WHAT YOU NEED TO DO: Your answer should be an exact copy of the lines from the start of the entries to the line containing "Where can the man in green", both included.

(Items from a data source)
**********
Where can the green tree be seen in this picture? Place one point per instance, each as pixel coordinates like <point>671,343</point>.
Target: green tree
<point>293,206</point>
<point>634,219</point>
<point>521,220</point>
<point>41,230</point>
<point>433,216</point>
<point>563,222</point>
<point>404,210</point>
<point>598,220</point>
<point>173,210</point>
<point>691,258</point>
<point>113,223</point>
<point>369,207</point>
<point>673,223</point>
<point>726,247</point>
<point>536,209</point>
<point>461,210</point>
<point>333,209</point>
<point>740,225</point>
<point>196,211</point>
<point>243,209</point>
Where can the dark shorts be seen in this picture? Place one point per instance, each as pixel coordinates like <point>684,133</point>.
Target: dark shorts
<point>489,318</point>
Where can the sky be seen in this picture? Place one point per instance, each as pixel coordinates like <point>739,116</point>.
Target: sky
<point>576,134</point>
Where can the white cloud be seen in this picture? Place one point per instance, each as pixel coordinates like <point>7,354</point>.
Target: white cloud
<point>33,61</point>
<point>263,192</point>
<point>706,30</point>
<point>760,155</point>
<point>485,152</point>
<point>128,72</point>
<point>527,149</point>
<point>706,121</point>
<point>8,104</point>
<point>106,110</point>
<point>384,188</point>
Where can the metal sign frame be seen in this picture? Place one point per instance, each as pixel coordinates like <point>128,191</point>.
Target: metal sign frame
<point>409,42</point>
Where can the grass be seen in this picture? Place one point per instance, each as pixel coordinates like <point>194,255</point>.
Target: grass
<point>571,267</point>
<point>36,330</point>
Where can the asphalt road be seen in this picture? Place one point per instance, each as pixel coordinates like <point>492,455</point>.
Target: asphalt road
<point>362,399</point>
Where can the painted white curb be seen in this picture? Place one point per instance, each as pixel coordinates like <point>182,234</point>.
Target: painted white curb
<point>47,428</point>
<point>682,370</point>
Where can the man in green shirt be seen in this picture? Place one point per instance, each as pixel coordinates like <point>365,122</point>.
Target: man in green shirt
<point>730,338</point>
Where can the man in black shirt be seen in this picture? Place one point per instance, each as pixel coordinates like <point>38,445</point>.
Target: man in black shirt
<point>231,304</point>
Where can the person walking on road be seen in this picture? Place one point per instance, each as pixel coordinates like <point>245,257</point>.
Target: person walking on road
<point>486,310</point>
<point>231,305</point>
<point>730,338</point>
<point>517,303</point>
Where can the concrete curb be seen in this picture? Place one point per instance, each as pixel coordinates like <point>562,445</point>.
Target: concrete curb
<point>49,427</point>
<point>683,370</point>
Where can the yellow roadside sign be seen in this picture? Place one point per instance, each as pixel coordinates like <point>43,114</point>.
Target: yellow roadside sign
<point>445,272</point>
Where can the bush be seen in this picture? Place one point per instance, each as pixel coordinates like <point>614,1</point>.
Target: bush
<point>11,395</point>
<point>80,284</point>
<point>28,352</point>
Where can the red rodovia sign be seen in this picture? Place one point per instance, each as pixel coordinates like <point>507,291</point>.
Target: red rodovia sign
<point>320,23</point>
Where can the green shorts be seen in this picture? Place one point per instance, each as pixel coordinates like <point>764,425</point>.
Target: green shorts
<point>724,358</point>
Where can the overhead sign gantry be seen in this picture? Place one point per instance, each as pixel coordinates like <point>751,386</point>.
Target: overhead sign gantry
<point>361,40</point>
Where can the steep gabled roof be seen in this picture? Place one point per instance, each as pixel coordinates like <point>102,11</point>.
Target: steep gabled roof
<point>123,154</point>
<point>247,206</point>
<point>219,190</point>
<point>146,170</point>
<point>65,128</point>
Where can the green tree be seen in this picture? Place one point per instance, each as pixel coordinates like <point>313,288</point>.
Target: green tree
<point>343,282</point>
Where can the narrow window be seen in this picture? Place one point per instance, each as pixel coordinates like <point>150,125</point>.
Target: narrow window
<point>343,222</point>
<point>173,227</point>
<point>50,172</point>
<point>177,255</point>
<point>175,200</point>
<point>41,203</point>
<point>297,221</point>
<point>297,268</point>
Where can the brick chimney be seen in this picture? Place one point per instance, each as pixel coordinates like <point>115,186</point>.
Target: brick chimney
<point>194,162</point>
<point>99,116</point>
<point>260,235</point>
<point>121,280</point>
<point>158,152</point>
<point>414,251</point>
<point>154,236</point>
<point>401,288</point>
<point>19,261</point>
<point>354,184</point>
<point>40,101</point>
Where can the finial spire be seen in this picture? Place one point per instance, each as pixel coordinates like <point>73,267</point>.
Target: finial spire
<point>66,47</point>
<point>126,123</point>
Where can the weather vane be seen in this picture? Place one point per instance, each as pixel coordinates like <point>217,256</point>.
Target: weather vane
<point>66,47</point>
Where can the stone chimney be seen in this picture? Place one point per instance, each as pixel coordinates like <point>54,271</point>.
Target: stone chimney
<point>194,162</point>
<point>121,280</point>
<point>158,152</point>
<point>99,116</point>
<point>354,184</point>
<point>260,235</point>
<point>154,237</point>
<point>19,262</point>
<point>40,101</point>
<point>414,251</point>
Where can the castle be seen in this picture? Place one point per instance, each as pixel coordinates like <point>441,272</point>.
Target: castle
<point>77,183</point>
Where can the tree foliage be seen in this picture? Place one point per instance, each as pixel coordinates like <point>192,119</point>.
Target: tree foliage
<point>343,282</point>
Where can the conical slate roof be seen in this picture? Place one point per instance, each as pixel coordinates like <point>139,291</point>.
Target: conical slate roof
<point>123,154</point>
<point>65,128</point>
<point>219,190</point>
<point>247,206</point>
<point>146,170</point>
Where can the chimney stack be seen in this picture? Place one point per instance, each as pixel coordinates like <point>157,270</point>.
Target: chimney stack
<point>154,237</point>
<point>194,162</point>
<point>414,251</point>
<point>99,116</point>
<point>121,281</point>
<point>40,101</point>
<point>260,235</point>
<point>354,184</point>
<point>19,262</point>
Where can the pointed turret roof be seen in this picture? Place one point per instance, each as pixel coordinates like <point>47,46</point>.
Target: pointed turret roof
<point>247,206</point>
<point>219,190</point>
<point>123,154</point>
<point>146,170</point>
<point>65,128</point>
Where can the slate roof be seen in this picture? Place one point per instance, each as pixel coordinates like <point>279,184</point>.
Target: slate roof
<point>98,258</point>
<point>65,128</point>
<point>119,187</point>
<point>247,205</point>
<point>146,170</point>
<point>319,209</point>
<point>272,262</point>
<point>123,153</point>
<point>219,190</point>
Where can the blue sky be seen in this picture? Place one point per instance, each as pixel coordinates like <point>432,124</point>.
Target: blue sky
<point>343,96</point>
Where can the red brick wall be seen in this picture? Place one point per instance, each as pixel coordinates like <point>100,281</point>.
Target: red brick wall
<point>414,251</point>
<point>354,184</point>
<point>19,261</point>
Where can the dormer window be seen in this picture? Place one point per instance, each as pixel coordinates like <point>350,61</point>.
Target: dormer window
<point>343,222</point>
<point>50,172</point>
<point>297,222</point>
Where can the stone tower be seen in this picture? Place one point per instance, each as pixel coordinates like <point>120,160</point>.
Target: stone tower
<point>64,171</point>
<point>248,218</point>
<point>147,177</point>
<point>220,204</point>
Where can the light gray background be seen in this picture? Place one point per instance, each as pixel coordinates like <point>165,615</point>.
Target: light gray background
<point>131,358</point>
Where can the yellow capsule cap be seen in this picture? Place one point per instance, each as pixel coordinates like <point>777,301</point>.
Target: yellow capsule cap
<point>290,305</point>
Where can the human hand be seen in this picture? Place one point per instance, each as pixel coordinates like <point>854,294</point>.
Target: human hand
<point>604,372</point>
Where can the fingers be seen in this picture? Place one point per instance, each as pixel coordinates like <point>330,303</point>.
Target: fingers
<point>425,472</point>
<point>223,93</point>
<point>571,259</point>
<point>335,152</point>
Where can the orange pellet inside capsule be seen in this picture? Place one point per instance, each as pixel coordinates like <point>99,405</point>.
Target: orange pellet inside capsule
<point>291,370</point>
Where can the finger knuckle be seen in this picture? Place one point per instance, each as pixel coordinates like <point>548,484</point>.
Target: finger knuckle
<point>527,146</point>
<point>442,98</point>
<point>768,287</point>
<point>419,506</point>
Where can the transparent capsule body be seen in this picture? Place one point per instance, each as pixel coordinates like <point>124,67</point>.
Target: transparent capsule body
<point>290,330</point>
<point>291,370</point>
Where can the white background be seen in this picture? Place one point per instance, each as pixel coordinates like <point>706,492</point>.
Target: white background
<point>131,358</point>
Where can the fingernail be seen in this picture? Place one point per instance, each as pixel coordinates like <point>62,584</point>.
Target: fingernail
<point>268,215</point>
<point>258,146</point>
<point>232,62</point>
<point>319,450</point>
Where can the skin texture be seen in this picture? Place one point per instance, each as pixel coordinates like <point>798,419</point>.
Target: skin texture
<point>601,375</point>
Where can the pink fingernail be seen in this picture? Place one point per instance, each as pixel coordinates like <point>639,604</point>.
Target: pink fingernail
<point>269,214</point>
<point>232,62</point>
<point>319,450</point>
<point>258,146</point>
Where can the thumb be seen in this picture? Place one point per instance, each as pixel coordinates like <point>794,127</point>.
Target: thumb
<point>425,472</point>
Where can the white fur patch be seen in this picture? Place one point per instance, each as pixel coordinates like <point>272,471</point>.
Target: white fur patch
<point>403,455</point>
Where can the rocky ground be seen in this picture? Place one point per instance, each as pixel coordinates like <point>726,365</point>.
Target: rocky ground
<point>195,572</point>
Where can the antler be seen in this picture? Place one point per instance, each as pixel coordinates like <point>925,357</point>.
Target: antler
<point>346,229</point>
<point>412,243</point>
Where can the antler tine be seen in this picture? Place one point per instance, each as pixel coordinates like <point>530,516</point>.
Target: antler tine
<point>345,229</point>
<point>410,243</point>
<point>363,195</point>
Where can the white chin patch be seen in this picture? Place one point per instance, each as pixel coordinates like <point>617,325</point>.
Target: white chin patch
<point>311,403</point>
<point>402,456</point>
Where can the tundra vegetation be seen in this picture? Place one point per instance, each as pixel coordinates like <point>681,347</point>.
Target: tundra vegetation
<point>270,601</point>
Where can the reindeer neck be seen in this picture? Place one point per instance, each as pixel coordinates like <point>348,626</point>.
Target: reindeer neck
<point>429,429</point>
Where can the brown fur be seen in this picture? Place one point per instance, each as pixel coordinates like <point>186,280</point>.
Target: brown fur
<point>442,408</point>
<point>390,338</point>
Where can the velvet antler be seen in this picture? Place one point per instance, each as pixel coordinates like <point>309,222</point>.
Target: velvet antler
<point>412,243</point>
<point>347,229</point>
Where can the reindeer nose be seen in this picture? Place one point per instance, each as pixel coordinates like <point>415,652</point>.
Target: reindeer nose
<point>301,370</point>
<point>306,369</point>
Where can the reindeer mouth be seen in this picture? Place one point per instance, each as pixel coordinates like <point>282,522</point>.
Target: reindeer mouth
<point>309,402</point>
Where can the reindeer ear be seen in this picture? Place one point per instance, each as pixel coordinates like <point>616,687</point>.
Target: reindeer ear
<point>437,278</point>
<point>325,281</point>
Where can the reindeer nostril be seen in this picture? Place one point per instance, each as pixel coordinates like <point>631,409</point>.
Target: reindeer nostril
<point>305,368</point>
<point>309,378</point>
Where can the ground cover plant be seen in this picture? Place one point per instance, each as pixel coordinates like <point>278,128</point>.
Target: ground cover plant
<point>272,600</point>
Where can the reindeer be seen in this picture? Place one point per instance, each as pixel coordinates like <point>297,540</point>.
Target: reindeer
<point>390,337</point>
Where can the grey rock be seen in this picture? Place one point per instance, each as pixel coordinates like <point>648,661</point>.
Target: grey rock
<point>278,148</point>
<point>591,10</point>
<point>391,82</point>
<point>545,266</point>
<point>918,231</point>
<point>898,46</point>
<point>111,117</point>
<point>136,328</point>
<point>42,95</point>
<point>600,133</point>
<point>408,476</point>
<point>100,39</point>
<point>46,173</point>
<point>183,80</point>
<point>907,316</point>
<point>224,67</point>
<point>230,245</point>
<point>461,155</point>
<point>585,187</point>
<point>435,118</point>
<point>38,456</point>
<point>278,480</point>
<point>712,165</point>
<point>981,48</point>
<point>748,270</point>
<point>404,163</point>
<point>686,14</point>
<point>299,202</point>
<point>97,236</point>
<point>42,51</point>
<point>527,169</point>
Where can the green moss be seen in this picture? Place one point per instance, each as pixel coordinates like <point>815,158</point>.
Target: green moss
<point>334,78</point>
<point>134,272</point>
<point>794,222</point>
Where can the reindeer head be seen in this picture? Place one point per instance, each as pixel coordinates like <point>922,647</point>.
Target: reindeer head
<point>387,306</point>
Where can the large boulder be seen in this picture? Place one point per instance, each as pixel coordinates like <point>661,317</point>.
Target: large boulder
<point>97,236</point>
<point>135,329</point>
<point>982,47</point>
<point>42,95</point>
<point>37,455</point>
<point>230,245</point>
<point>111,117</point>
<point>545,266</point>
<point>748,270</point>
**********
RESPONSE AREA:
Where can the green tree be seen in this picture? Place one point per instance, each as pixel coordinates like <point>671,343</point>.
Target: green tree
<point>293,206</point>
<point>634,219</point>
<point>521,220</point>
<point>41,230</point>
<point>433,216</point>
<point>563,222</point>
<point>404,210</point>
<point>598,220</point>
<point>173,210</point>
<point>691,258</point>
<point>113,223</point>
<point>369,207</point>
<point>673,223</point>
<point>726,247</point>
<point>536,209</point>
<point>461,210</point>
<point>333,209</point>
<point>740,225</point>
<point>196,211</point>
<point>243,209</point>
Where can the dark shorts be seen in this picture? Place one point per instance, each as pixel coordinates like <point>684,133</point>.
Target: dark shorts
<point>489,318</point>
Where can the sky be seen in this picture? Place one point per instance, each as pixel coordinates like <point>739,116</point>.
Target: sky
<point>576,134</point>
Where can the white cloud be seen in this picture? Place one point per instance, each as pixel coordinates like <point>7,354</point>.
Target: white cloud
<point>33,61</point>
<point>263,192</point>
<point>706,30</point>
<point>760,155</point>
<point>485,152</point>
<point>128,72</point>
<point>527,149</point>
<point>706,121</point>
<point>8,104</point>
<point>106,110</point>
<point>384,188</point>
Where can the metal sign frame be seen in this picture? Place one point per instance, each as pixel coordinates like <point>128,191</point>.
Target: metal sign frame
<point>409,42</point>
Where can the grass be seen in this picture? Place one point per instance, each as pixel coordinates like <point>194,255</point>.
Target: grass
<point>571,267</point>
<point>36,330</point>
Where can the asphalt road be seen in this picture? Place one point per instance, each as pixel coordinates like <point>492,455</point>.
Target: asphalt road
<point>362,399</point>
Where can the painted white curb be seen in this picture? Place one point per instance, each as pixel coordinates like <point>182,234</point>.
Target: painted white curb
<point>47,428</point>
<point>682,370</point>
Where can the man in green shirt be seen in this picture? Place one point per instance, each as pixel coordinates like <point>365,122</point>.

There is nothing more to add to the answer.